- Document excerpt:
- Born: Neville Abraham Jacobson 29 May 1934 Marylebone, London, England
- Died: 16 October 2015 (aged 81) Camden, London, England
- Occupations: Actor and director
- Years active: 1958–2015
- Spouse: Gillian Jason
- Children: 2

= Neville Jason =

English actor

Neville Jason (29 May 1934 – 16 October 2015) was an English actor.

==Background and career==

Jason was born Neville Jacobson in London in 1934. His grandfather, Carl, was one of the six original shareholders of Marks & Spencer. In 1943, at age 9, Jason was evacuated from his London home to California as part of the British government's attempts to protect civilians. Here, he discovered a love of acting. When he returned to the United Kingdom, he adopted his stage name of Neville Jason as a tribute to a surname his mother used for her career as a professional singer.

Jason trained in acting at RADA. Early in his career, he was a member of the Royal Shakespeare Company and the Old Vic Theatre Company. In the latter company, he appeared alongside Vivien Leigh and Sir Laurence Olivier in Peter Brook's influential production of Titus Andronicus. Alongside his theatre career, Jason had small roles in notable films including From Russia with Love and The Duellists. On television, he notably appeared as Prince Reynart in the 1978 Doctor Who serial The Androids of Tara and played the regular role of Lapointe on the 1960s television adaptation of Maigret.

===Audiobooks===
Jason became most notable for his career as an audiobook narrator and director. He began working with Naxos Audiobooks in 1987 and would go on to record over 60 books for their label. His recordings included the collected works of T. H. White, novels by Thomas Hardy, and an unabridged recording of War and Peace. For his work in audio, Jason won four AudioFile Earphone Awards as a reader and two Talkie Awards as a director. His final recording for Naxos was Primo Levi's The Periodic Table, which he had selected himself.

- Set problem 1: Copy the stretch of the Neville Jason biography from "Neville Jason (29" through "a professional singer.".
- Set problem 2: Name every film and television production that the Neville Jason biography says he appeared in.
The listing that comes next has nothing to do with the Neville Jason biography.

Labeled-object pointing entries:
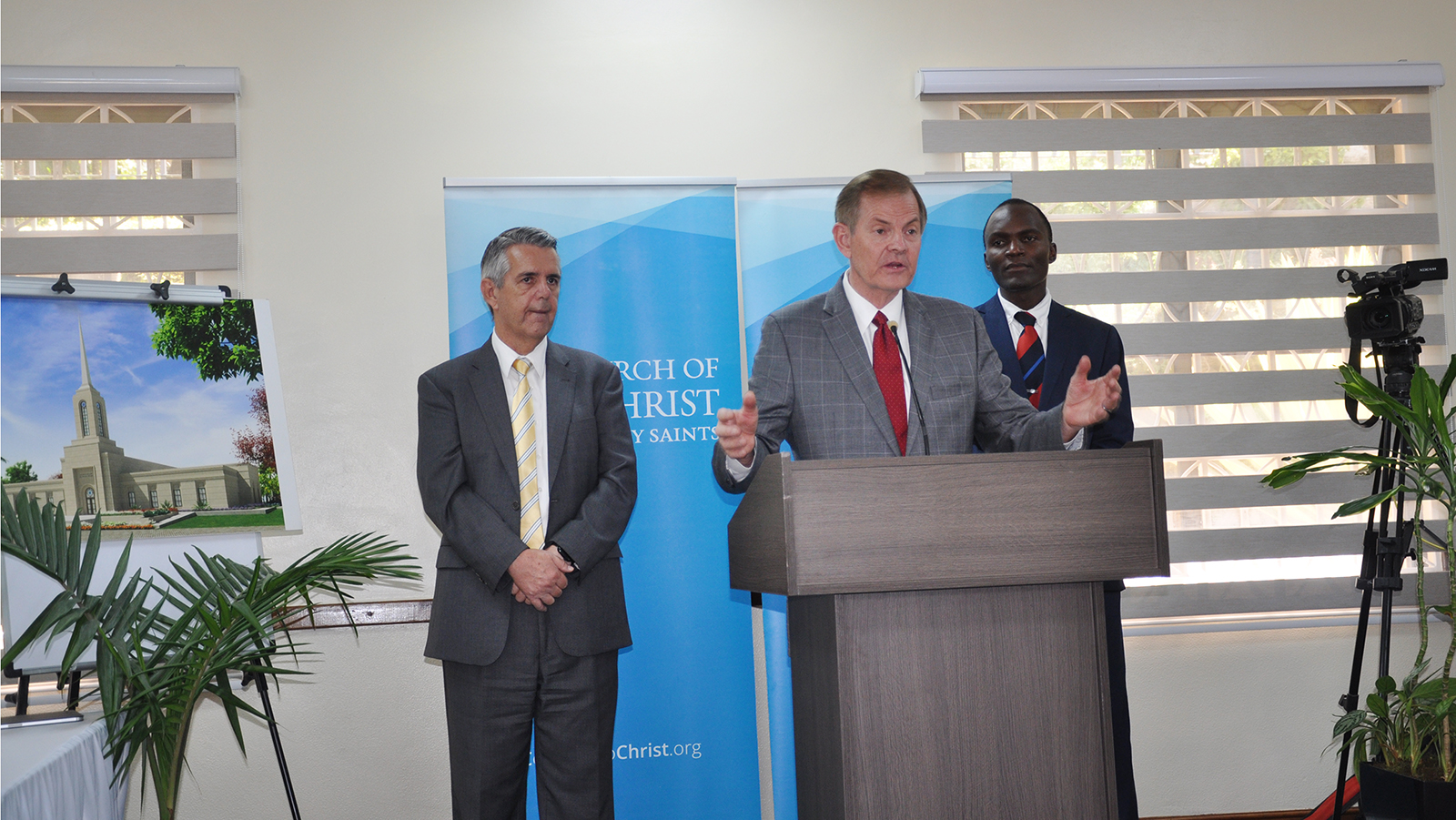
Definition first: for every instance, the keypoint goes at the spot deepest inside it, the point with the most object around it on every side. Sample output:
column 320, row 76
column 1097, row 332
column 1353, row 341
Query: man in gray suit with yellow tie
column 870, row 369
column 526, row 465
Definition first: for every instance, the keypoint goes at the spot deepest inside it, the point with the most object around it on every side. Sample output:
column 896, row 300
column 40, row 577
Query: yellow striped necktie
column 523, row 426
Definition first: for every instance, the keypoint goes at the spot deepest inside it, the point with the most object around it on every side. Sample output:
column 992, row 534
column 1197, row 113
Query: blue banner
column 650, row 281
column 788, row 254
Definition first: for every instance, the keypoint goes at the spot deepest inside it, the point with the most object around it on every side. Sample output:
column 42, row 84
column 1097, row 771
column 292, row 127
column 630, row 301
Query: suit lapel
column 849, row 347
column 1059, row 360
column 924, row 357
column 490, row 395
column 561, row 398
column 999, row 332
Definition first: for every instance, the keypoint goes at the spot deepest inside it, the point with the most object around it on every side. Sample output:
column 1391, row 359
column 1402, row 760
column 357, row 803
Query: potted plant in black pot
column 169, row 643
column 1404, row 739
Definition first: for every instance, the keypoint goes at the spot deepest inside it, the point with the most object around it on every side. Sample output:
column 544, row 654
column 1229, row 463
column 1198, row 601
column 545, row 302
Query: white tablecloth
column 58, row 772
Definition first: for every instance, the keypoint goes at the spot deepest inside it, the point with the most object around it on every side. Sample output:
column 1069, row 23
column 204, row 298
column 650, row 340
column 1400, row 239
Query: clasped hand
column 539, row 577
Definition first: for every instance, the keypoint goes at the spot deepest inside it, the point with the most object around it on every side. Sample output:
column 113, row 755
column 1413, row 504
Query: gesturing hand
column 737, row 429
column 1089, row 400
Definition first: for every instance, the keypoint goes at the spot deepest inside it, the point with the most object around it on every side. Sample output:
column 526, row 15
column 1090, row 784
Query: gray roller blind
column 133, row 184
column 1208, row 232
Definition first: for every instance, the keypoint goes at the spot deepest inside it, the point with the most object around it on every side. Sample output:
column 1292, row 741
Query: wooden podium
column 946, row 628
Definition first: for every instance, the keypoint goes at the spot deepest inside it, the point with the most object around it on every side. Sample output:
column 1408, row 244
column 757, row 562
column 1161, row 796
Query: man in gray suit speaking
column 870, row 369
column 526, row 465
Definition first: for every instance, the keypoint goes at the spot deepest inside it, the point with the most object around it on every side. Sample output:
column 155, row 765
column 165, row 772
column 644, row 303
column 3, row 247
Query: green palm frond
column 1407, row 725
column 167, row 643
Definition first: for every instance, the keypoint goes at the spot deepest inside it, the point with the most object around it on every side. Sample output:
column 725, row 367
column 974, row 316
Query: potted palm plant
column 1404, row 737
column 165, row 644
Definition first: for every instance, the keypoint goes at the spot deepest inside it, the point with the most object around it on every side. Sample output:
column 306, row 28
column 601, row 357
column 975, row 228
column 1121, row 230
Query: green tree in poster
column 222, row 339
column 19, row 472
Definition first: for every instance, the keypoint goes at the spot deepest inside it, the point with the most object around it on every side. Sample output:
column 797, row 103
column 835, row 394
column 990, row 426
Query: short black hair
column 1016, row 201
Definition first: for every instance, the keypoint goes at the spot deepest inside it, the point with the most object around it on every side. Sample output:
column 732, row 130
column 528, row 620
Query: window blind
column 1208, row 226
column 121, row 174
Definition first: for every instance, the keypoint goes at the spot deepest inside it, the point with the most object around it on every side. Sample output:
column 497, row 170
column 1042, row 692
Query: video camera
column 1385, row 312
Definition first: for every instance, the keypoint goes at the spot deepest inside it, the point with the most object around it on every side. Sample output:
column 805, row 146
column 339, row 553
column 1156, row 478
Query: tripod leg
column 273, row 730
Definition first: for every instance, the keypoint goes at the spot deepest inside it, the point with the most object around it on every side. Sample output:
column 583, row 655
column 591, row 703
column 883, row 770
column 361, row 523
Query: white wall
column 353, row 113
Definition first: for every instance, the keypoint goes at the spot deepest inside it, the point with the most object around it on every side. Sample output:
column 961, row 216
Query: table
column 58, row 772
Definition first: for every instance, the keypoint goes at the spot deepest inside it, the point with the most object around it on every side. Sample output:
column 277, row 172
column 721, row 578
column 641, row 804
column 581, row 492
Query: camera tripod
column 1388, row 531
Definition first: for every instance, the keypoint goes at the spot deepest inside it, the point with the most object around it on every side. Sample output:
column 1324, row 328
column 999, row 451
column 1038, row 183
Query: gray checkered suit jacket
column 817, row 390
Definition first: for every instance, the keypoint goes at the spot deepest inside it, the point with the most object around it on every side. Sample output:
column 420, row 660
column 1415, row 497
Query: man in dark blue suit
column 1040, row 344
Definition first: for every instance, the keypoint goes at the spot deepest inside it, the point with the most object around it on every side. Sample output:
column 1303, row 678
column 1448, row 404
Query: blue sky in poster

==

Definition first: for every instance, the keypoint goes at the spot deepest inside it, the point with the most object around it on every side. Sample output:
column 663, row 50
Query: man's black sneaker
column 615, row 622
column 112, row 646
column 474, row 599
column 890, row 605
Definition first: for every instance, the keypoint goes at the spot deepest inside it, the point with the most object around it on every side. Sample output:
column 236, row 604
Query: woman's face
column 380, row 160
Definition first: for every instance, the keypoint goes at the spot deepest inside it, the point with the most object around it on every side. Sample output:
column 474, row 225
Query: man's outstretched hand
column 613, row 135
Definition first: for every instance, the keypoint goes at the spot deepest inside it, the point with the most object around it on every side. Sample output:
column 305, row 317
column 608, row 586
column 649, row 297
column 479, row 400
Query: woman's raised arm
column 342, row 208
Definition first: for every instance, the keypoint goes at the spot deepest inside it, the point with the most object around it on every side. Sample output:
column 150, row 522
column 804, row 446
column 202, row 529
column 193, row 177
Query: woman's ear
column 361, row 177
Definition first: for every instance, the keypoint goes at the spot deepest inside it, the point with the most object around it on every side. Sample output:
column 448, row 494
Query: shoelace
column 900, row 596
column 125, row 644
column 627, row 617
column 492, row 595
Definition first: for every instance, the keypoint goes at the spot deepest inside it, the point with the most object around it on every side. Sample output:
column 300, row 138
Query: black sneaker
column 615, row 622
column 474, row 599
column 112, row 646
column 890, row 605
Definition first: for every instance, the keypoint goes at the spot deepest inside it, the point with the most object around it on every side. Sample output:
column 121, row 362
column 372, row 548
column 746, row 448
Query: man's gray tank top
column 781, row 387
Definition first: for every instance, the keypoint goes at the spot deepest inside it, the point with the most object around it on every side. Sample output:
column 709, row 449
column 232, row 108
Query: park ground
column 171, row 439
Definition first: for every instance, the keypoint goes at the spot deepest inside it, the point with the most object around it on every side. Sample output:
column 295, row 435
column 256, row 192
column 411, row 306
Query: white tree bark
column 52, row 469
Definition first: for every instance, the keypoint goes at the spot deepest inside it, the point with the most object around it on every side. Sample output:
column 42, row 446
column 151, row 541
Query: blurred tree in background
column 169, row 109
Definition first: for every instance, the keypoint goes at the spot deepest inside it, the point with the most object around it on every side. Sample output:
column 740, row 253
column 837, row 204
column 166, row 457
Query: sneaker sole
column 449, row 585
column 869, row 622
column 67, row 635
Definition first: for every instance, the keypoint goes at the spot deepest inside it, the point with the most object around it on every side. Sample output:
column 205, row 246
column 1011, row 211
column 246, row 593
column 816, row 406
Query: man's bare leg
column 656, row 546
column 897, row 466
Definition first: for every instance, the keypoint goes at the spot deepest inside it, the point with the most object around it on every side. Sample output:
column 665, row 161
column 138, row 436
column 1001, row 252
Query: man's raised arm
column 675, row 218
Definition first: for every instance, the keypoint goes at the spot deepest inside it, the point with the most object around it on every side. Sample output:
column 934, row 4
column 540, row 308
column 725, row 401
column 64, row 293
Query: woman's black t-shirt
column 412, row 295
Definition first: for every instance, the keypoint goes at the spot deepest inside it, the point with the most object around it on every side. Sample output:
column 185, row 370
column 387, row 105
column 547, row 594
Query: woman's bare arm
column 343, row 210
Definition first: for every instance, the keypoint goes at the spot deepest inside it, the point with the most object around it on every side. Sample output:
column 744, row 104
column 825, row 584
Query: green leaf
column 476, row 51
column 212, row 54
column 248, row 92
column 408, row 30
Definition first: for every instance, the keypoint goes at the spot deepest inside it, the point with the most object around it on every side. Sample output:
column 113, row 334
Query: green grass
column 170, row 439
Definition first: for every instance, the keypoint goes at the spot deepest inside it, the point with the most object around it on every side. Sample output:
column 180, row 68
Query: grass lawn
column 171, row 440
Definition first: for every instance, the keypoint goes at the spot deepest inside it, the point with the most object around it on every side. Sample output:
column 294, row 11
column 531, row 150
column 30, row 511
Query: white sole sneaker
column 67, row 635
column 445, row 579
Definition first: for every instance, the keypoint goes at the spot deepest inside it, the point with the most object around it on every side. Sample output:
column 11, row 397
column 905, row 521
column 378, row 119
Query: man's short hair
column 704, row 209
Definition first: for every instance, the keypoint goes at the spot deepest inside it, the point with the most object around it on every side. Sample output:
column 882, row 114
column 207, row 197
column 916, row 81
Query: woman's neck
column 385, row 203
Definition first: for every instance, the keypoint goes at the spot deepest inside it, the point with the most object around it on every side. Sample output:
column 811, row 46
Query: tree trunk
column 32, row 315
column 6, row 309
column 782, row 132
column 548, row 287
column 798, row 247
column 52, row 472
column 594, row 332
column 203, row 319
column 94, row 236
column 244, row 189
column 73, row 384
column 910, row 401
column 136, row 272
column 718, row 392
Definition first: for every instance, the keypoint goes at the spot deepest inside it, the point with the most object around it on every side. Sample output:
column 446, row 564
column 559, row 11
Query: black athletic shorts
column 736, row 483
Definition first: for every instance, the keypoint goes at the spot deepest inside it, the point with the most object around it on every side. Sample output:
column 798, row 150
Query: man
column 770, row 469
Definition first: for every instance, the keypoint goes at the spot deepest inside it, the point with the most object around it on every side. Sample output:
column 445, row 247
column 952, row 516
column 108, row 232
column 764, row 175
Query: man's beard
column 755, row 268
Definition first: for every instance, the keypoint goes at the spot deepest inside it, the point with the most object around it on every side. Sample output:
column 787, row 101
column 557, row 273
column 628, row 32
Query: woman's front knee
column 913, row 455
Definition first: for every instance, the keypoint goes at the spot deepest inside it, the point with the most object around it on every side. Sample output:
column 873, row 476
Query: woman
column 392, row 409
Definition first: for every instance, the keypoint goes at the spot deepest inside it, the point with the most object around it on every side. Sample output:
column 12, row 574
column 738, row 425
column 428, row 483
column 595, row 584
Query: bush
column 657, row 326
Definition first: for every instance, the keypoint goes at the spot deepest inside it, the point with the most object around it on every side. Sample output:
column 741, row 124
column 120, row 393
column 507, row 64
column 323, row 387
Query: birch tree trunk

- Response 1:
Neville Jason (29 May 1934 – 16 October 2015) was an English actor.

==Background and career==

Jason was born Neville Jacobson in London in 1934. His grandfather, Carl, was one of the six original shareholders of Marks & Spencer. In 1943, at age 9, Jason was evacuated from his London home to California as part of the British government's attempts to protect civilians. Here, he discovered a love of acting. When he returned to the United Kingdom, he adopted his stage name of Neville Jason as a tribute to a surname his mother used for her career as a professional singer.

- Response 2:
From Russia with Love
The Duellists
The Androids of Tara (Doctor Who serial)
Maigret